## What to do
Given the listing below, reproduce all of it exactly.

## Supplied information

◆ ◆ ◆ ◆

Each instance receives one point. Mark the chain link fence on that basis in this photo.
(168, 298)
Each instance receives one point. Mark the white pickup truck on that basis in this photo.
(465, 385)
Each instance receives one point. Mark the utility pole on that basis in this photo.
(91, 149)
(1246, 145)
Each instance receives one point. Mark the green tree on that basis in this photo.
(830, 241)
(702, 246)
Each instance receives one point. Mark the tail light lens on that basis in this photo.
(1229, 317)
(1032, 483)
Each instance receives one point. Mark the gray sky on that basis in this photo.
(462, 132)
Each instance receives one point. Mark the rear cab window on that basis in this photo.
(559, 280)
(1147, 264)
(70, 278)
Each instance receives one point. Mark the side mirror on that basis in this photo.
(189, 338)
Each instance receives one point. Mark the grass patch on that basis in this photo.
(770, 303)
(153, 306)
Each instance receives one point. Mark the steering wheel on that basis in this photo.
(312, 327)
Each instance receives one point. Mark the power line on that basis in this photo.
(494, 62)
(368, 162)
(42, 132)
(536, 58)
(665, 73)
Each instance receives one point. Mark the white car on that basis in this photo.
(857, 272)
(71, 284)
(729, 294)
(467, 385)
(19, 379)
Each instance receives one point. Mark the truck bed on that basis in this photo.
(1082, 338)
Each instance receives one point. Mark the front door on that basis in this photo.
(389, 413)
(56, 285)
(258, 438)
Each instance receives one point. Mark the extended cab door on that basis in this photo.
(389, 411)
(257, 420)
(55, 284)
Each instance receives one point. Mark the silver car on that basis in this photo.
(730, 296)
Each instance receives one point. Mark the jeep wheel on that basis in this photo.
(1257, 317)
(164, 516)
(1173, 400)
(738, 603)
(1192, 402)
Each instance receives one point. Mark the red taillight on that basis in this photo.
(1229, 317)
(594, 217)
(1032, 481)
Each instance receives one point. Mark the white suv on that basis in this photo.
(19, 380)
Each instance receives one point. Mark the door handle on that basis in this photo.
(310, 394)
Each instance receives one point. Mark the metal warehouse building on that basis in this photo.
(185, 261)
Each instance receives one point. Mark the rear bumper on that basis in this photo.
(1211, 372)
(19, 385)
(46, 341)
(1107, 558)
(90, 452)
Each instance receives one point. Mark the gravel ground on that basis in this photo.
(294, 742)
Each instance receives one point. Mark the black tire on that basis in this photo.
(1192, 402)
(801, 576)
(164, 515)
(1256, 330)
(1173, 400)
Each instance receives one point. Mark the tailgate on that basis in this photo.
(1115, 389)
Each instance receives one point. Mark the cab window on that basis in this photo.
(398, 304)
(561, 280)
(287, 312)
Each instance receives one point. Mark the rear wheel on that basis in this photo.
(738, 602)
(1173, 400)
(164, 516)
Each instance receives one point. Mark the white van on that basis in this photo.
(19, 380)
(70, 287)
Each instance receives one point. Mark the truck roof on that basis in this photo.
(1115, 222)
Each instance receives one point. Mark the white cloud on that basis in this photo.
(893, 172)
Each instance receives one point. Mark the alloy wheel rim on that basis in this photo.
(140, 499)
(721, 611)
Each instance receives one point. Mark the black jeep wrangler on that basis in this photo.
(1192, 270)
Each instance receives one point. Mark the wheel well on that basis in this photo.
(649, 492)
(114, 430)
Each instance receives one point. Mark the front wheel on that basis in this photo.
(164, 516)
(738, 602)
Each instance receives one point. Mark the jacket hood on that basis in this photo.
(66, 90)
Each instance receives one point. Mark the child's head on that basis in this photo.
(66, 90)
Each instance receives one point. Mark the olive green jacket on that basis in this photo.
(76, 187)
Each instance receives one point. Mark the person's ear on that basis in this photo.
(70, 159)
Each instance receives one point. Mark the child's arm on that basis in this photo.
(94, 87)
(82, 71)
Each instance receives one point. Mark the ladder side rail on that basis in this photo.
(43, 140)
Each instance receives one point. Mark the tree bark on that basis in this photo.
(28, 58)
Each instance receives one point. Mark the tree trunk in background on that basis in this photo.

◆ ◆ ◆ ◆

## Task solution
Each instance receives one point. Mark the chain link fence on that basis in this photo.
(168, 298)
Each instance receives one point. Mark the white pickup truck on that basis in this photo.
(465, 385)
Each instance receives one point. Mark the utility pole on that basis in this photo.
(91, 149)
(1246, 145)
Each instance receives one point. Mark the green tree on that basis in this photo.
(830, 241)
(702, 246)
Each instance receives one point. Mark the tail light lens on that basis in this photo.
(1229, 317)
(1032, 483)
Each instance receives one point. Mark the gray sky on that basis in this photo.
(462, 132)
Each instance receives one point. Mark the rear cab window on that basis in this photo.
(559, 280)
(1147, 264)
(70, 278)
Each instance receives one point. Mark the side mirror on that basis in this photo.
(189, 338)
Each instance receives one point. Mark the grass patch on that basis in this photo.
(770, 303)
(153, 306)
Each instance receives one point. Mark the steering wheel on that basis in this photo.
(312, 327)
Each instance receives one point. Mark the power line on that basis in this photo.
(494, 62)
(368, 162)
(42, 132)
(536, 58)
(665, 73)
Each instance receives one point. Mark the white car on that basis in this photo.
(857, 272)
(71, 284)
(729, 294)
(467, 385)
(19, 379)
Each instance receives one point. Mark the truck bed on that basis in this photo.
(1082, 338)
Each instance receives one point. Mark the front door on that basis in this photo.
(389, 413)
(56, 285)
(258, 438)
Each instance receives one point. Mark the extended cab door on that basis in this photo.
(389, 411)
(257, 420)
(55, 284)
Each instance receives one point. Mark the silver car on that basis in this photo.
(730, 296)
Each instance receives one point. Mark the jeep wheel on that basis in this photo.
(1257, 317)
(164, 516)
(1173, 400)
(738, 603)
(1192, 402)
Each instance receives one point. Mark the red taillight on that basis in this photo.
(1229, 317)
(594, 217)
(1032, 481)
Each instance receives one point. Mark the white suv on that basis in this photo.
(19, 380)
Each instance receives one point. Mark the door handle on that basis in this photo.
(310, 394)
Each instance receives one point. Mark the metal warehouse building on that basis in this photo.
(185, 261)
Each instance receives one point. Mark the rear bumper on that basis in this photo.
(1211, 372)
(19, 385)
(46, 341)
(1107, 558)
(90, 452)
Each instance receives one point. Mark the gravel ground on that basis in this photo.
(294, 742)
Each instance receives one point. Mark the black tire on that basis in this photo.
(1192, 402)
(801, 576)
(164, 515)
(1256, 330)
(1173, 400)
Each instance receives one point. Mark the tailgate on that basis in this photo.
(1115, 389)
Each instance receives one point. Mark the cab window on that basis in this photo.
(398, 304)
(561, 280)
(287, 312)
Each instance receives one point. Mark the rear wheel on that basis in this photo.
(738, 602)
(1173, 400)
(164, 516)
Each instance receives one point. Mark the white van on that basis in this photo.
(19, 380)
(70, 287)
Each instance receives one point. Mark the truck roof on that basis in this photo.
(1115, 222)
Each instance receives one point. Mark the white cloud on that basis in this photo.
(893, 172)
Each instance receives one point. Mark the alloy wheel rim on that basis in this photo.
(140, 499)
(721, 611)
Each instance receives one point. Mark the black jeep wrangler on that basis in this photo.
(1192, 270)
Each instance receives one point. Mark the wheel well on that basis in this photo.
(649, 492)
(114, 430)
Each instance receives one point. Mark the front wheel on that basis in this photo.
(164, 516)
(738, 602)
Each instance receives one point. Mark the jacket hood on that basis in this photo.
(66, 90)
Each instance receives one point. Mark the child's head on that basis in this photo.
(66, 90)
Each instance receives one point. Mark the olive green jacket on that basis in this photo.
(76, 187)
Each instance receives one point. Mark the person's ear on that basis in this photo.
(70, 159)
Each instance receives one point. Mark the child's arm on that basis in this photo.
(94, 87)
(82, 71)
Each instance receives one point. Mark the ladder side rail on that basis in this photo.
(43, 140)
Each instance receives one point. Mark the tree bark on that basis in this photo.
(28, 58)
Each instance receives one point. Mark the tree trunk in background on that basis in this photo.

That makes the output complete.